## [TASK INSTRUCTIONS]
Reproduce the items word for word, starting at the line that contains "Objective — a point for each instance of the floodlight" and ending with the final line of the items.

— BEGIN —

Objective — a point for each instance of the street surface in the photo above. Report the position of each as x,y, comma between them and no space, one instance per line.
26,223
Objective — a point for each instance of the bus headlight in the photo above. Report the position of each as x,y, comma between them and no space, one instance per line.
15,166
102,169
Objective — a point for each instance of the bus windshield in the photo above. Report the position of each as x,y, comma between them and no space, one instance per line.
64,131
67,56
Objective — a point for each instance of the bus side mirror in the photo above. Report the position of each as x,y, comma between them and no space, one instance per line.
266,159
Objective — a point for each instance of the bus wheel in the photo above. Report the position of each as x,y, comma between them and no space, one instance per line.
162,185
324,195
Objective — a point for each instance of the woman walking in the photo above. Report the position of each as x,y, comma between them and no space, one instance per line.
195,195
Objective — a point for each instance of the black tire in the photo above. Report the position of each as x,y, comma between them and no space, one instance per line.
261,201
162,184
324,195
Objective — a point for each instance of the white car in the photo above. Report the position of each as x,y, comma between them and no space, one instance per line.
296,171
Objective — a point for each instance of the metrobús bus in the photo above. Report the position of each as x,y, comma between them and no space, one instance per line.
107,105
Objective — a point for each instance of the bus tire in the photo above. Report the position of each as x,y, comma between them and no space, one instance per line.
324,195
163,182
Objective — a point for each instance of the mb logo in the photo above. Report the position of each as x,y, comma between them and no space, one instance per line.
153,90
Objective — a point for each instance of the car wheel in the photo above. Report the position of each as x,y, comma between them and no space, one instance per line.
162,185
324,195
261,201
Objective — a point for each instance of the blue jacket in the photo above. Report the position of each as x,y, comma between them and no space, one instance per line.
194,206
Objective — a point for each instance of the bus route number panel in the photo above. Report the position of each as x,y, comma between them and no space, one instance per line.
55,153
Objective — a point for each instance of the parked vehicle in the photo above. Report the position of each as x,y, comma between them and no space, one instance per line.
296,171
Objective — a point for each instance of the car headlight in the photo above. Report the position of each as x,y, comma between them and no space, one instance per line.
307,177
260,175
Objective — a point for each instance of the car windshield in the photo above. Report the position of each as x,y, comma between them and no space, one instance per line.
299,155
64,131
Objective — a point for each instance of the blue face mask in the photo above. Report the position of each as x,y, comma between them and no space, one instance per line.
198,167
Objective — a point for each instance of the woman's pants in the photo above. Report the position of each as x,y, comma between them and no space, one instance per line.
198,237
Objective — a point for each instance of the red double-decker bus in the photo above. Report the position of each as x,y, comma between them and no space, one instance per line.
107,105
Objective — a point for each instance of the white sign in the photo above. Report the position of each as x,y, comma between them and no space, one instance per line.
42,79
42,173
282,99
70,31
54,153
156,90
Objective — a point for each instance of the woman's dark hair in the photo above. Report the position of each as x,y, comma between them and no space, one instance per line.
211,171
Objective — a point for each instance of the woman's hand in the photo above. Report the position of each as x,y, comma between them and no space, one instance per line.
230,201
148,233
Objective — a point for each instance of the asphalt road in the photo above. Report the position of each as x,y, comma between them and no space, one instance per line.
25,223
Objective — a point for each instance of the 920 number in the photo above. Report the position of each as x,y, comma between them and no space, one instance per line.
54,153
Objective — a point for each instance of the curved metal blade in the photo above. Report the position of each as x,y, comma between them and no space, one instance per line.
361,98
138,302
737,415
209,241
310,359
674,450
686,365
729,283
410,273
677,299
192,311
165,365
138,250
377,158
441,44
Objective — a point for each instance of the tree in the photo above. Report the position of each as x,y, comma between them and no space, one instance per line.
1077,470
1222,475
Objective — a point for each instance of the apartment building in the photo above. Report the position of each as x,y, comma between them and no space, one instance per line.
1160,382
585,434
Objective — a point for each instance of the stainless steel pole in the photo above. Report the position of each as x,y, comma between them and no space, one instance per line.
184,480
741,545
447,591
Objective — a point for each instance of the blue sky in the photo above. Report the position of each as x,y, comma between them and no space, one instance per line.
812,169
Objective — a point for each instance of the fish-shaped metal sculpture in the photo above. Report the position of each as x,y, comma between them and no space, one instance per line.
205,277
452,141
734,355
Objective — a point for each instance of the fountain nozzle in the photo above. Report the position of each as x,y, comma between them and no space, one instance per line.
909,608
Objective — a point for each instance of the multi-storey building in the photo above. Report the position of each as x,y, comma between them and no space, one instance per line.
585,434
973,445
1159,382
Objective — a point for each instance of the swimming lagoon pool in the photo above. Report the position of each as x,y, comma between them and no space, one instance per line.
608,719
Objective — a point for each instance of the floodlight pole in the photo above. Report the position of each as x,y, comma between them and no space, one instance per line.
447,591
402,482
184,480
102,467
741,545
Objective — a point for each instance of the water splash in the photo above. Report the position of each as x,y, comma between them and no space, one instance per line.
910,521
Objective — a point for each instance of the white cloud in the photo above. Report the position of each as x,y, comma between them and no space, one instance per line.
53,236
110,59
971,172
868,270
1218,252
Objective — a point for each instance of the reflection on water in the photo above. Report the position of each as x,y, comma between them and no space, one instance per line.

— END —

## [THE OUTPUT]
Objective — a point for each instance of the floodlight pole in the photo above. Report the position of each as x,y, comma between them and no space, one instance per line.
447,591
402,482
184,480
102,467
741,545
Objective — a point for each instance of the water splash in the photo above. Report the position of each as x,y, comma between them and no space, one instance per line.
910,521
Objective — a point for each instance of the white cloud in the photo above. Report the position of each as x,y, comma between them and no space, one instance per line.
53,236
110,59
971,172
868,270
1218,252
Objective — a point for each instance of the reflection on water in the photo above. Report the position of each as x,y, comma between them and no space, one instance per line.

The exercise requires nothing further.